2004. Ciclo c
EL BAUTISMO DEL SEÑOR
Lc. 3,15-16.21-22 (GEP 11/01/04)
"¿No sabían que debo estar en las cosas de mi Padre?", ya había dicho Jesús a los trece años a María y a José, desde esa su conciencia humana que, como la nuestra, alcanzado el uso de razón, fue madurando, tomando conciencia de sí y desarrollándose. No hablamos por supuesto del saber del Verbo como Verbo, que no es otro que el saber de Dios y por lo tanto pleno, infinito, inmutable, sin posibilidad de crecimiento alguno -que no necesita- y el cual nunca será comprendido por ninguna inteligencia humana, ni siquiera la de Jesús. " Y Jesús -terminaba Lucas en aquel relato del Señor muchacho en el Templo-, iba creciendo en sabiduría, en estatura y en gracia delante de Dios y de los hombres ." Por supuesto habla de su conciencia humana.
Hoy Lucas nos muestra otra etapa de ese crecimiento, en donde precisamente Jesús ahonda, ahora en vista a la misión que emprenderá en su vida pública, su conciencia de la relación filial que lo une con el Padre.
Que ésta haya sido una experiencia fuertísima en su vida y ligada al día del bautismo de Juan, lo demuestra el que los cuatro evangelistas relaten este hecho.
Ciertamente algo pasó, ese día en que Jesús se encontró con Juan el Bautista en el Jordán, que marcó fuertemente su conciencia y el conocimiento del sentido de su ser y de su misión. Ciertamente algo que, en si mismo, no tenía directamente que ver con la ceremonia de ese bautismo primitivo, simbólico, sin mayores consecuencias, que era el Bautismo de Juan. Lucas, en el evangelio que acabamos de leer, lo recalca. Primero porque, adrede, no menciona que Juan haya bautizado a Jesús. No dice "también Juan Bautista bautizó a Jesús", sino "también fue bautizado Jesús", en una voz pasiva en donde Juan desaparece. Y, segundo, porque no es en el bautismo cuando se abre el cielo, sino después -un 'después' bien marcado por los tiempos de verbo en griego- " cuando estaba orando ".

EN QUÉ CONSISTE –
¿Concuerdan con la homilía sobre el bautismo del Señor las afirmaciones siguientes? Contesta sí o no a cada una y cita literalmente las palabras de la homilía que lo deciden.
1. Jesús dijo a María y a José que debía estar en las cosas de su Padre cuando tenía trece años.
2. Según la homilía, Lucas es el único evangelista que relata el bautismo de Jesús.
3. En el relato de Lucas, el cielo se abre en el momento mismo del bautismo.

DATOS PROPORCIONADOS –

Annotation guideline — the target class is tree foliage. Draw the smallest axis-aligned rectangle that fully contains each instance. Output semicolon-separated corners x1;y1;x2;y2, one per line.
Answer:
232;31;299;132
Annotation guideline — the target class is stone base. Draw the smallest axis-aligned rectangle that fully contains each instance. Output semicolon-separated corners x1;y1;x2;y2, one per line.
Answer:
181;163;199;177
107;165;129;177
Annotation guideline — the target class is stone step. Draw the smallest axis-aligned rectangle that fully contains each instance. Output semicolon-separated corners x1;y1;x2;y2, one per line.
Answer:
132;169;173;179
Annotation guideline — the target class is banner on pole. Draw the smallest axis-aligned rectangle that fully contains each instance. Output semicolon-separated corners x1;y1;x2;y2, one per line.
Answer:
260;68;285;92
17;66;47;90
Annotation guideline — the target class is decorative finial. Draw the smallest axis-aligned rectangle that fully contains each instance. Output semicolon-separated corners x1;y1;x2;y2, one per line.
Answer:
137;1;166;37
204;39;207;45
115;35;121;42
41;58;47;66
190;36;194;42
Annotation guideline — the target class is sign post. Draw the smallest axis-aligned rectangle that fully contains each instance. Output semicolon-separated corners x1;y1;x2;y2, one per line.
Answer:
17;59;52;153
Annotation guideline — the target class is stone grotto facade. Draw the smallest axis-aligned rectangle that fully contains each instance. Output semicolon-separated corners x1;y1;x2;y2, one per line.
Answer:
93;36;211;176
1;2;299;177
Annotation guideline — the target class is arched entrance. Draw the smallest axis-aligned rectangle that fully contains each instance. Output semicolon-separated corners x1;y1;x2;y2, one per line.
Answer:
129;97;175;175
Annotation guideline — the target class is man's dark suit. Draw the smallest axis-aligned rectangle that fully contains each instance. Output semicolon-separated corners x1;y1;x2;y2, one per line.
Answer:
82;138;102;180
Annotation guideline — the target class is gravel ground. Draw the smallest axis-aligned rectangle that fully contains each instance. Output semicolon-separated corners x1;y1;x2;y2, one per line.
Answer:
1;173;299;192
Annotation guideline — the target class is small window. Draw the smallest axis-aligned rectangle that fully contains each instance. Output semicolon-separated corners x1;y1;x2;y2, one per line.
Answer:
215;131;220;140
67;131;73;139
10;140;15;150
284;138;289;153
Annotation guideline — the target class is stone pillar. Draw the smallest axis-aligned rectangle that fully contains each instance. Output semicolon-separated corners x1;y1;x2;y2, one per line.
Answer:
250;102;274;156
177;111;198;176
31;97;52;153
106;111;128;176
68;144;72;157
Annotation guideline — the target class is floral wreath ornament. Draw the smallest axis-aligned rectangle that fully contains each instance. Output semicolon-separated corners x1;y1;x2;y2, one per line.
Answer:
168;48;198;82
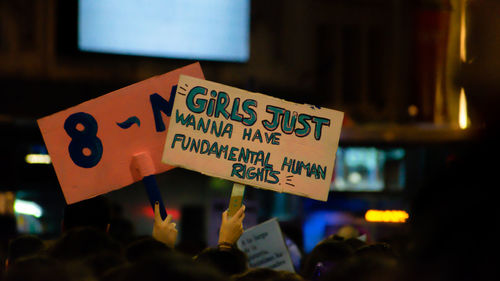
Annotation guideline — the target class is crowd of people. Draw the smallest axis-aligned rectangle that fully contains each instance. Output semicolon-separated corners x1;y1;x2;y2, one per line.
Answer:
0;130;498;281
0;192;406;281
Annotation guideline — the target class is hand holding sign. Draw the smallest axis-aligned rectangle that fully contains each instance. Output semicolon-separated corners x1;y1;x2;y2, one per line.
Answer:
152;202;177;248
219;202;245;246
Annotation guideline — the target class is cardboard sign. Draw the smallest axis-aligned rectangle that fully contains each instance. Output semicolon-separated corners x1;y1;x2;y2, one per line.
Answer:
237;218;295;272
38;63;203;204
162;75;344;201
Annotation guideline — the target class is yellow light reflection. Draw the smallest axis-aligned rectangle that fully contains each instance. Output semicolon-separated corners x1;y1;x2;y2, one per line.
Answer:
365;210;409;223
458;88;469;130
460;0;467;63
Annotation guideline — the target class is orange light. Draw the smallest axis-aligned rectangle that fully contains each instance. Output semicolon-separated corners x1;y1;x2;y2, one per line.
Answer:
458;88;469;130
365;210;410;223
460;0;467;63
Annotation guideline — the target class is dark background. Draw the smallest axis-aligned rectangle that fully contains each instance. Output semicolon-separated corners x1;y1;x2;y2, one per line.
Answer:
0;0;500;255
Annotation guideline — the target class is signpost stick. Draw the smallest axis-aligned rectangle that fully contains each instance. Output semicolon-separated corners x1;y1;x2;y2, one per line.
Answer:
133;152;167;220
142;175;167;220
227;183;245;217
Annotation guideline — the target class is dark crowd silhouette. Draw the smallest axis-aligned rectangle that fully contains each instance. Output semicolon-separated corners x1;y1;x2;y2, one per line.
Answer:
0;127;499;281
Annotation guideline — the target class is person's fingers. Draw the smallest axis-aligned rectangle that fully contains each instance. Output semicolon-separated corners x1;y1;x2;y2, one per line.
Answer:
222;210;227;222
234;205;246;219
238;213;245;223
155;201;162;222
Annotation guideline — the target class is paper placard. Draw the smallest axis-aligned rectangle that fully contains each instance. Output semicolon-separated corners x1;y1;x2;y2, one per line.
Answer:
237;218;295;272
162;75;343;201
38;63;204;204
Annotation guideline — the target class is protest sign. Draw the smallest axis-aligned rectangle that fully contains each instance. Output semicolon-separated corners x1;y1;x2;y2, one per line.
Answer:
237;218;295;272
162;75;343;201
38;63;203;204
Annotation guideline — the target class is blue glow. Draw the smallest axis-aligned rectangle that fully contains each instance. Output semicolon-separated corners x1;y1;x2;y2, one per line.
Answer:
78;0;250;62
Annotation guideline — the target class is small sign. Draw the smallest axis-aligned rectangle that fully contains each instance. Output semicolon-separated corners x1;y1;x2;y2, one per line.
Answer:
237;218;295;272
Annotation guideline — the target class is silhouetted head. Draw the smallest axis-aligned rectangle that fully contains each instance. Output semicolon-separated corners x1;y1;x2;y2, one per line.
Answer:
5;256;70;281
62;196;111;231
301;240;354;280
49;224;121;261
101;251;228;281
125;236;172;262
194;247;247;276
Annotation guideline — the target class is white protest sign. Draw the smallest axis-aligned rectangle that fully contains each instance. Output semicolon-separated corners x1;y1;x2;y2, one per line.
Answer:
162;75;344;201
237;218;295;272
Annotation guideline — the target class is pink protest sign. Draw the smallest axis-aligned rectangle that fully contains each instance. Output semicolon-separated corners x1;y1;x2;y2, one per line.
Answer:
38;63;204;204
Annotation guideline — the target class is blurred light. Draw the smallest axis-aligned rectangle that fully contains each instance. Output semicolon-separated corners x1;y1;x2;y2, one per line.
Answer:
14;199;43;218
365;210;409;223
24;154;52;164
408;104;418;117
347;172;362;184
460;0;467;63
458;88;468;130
---
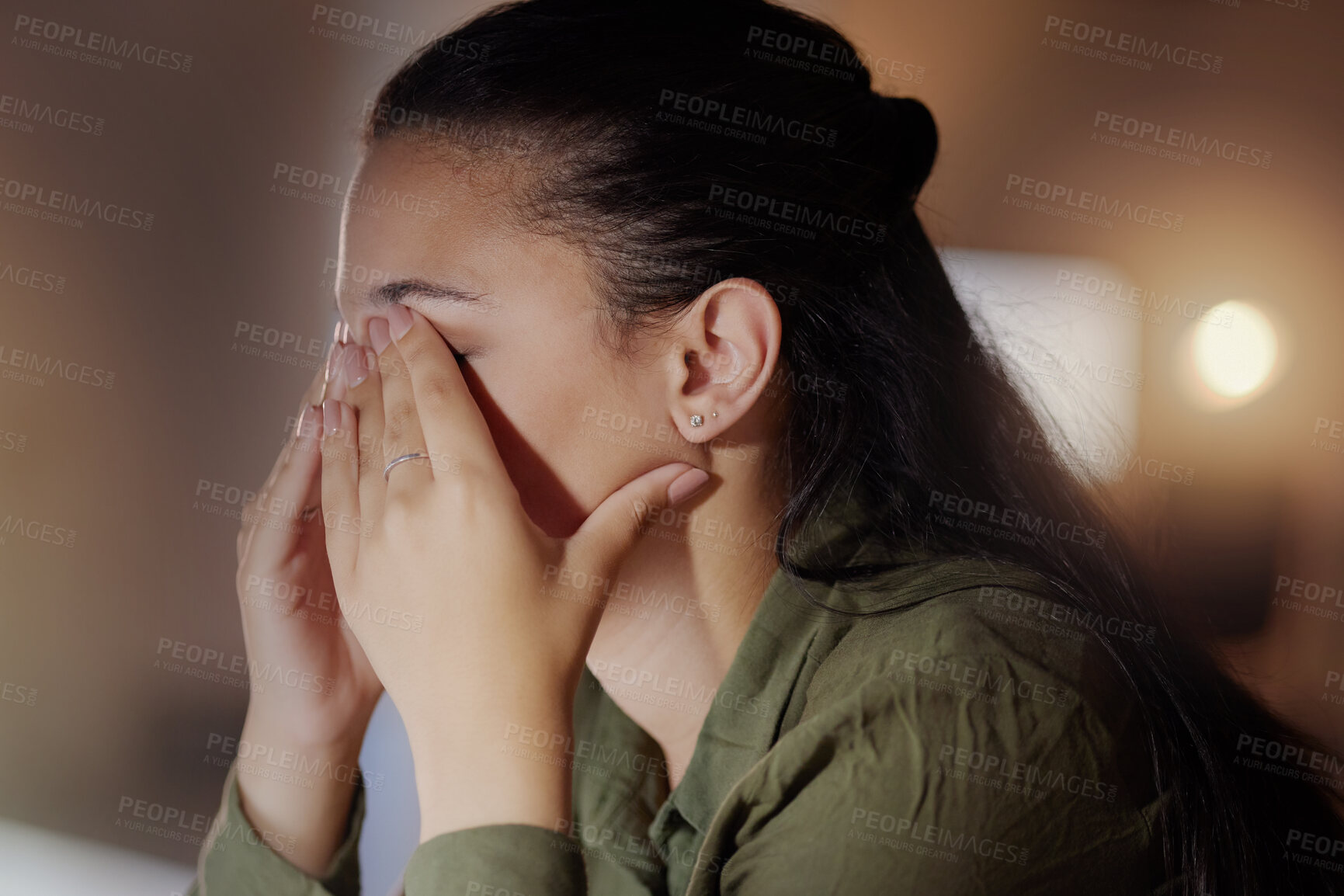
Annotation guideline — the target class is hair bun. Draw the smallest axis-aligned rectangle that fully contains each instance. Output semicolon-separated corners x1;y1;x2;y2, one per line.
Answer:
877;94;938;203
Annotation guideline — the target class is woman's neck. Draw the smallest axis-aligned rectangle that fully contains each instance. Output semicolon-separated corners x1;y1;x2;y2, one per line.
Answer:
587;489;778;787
==
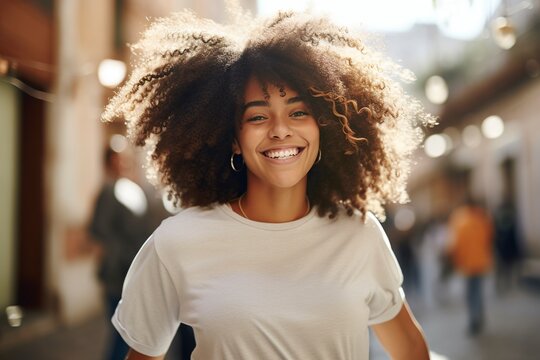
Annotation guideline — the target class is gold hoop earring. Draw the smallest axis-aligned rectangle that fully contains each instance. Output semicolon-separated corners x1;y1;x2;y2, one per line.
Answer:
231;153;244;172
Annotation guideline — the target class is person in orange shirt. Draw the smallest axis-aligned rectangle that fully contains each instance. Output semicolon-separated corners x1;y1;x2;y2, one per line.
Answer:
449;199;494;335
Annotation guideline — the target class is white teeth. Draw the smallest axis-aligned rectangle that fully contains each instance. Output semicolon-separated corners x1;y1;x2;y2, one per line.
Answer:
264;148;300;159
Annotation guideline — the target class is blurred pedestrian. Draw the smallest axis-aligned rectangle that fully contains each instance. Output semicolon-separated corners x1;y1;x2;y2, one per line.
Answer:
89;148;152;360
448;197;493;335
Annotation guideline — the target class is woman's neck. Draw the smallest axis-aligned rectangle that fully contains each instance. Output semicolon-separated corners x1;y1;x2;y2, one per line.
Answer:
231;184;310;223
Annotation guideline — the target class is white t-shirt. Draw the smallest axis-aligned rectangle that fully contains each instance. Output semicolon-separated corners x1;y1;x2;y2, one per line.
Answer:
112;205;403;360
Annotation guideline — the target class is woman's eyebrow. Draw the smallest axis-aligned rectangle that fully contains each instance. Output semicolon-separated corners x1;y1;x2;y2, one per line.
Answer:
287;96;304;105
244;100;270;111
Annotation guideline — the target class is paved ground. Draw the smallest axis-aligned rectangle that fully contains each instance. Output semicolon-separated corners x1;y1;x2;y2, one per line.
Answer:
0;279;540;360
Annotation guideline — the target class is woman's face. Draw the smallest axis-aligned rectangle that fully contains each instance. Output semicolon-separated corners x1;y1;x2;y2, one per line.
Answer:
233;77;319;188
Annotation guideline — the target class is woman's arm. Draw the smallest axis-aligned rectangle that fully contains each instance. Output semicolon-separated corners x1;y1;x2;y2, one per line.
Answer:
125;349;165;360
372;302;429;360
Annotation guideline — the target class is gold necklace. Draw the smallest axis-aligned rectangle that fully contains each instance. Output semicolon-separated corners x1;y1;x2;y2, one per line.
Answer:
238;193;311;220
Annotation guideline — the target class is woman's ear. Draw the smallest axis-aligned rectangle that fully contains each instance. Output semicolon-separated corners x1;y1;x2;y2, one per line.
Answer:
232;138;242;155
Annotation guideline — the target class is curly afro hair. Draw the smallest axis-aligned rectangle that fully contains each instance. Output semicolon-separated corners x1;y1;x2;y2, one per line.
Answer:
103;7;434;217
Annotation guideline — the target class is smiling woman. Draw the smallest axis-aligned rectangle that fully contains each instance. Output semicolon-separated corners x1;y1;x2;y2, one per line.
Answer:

RESPUESTA –
1. Sí: "ya había dicho Jesús a los trece años a María y a José".
2. No: "lo demuestra el que los cuatro evangelistas relaten este hecho".
3. No: "no es en el bautismo cuando se abre el cielo, sino después".